— PROBLEM REQUIREMENTS —
Exactly and only the lines from the one containing "Task: find the cloudy" through the close of the entries below are to be set down.
◆ ◆ ◆ ◆ ◆ ◆ ◆
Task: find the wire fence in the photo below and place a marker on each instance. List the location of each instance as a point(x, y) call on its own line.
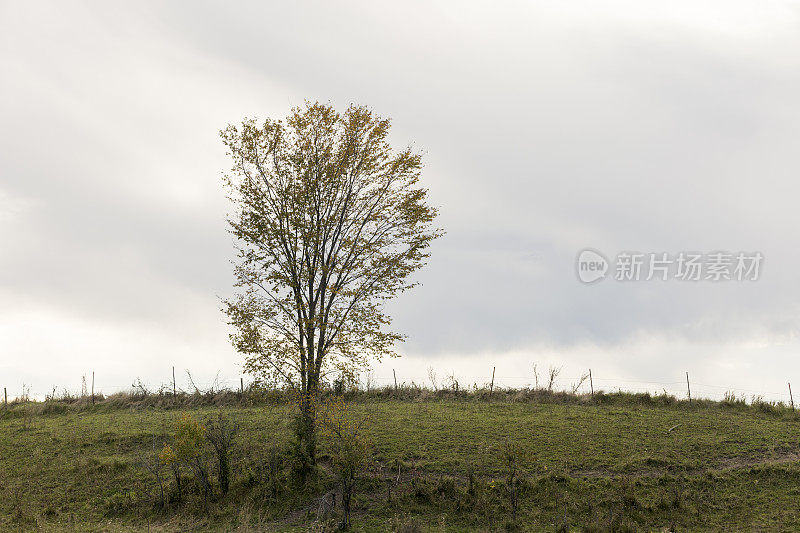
point(680, 388)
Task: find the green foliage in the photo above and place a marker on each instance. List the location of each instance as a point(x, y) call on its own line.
point(330, 223)
point(597, 467)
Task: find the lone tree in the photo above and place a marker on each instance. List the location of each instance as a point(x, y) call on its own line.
point(330, 223)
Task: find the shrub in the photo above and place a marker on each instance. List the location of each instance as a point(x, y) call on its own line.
point(220, 433)
point(349, 447)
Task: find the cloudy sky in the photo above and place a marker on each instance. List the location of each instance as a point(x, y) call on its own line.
point(547, 127)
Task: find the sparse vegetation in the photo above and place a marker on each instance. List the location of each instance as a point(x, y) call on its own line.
point(436, 462)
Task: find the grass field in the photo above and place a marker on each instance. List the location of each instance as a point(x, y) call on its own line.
point(616, 463)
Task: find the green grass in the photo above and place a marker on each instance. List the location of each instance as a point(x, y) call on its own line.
point(595, 466)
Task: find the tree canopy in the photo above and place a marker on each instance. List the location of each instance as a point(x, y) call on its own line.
◆ ◆ ◆ ◆ ◆ ◆ ◆
— RESULT FOR THIS TASK —
Task: find the cloudy sky in the photo above and place a marker on each instance. List the location of each instance as a point(x, y) call on its own line.
point(547, 127)
Task: find the sparse vegetation in the photo above and place a marker on each instance. List the location of each instance as a point(x, y) call on its own line.
point(436, 462)
Task: find the grass field in the photo above and place a marker on each instance. List the location of each instance as a point(x, y) call on its own line.
point(616, 463)
Task: find the green grass in the photo above and place a marker on each instance. List the location of each instance as a point(x, y) call on its own line.
point(595, 466)
Task: find the tree canopy in the photo above and place a marker on each instance. List the location of each instance as a point(x, y) call on its own line.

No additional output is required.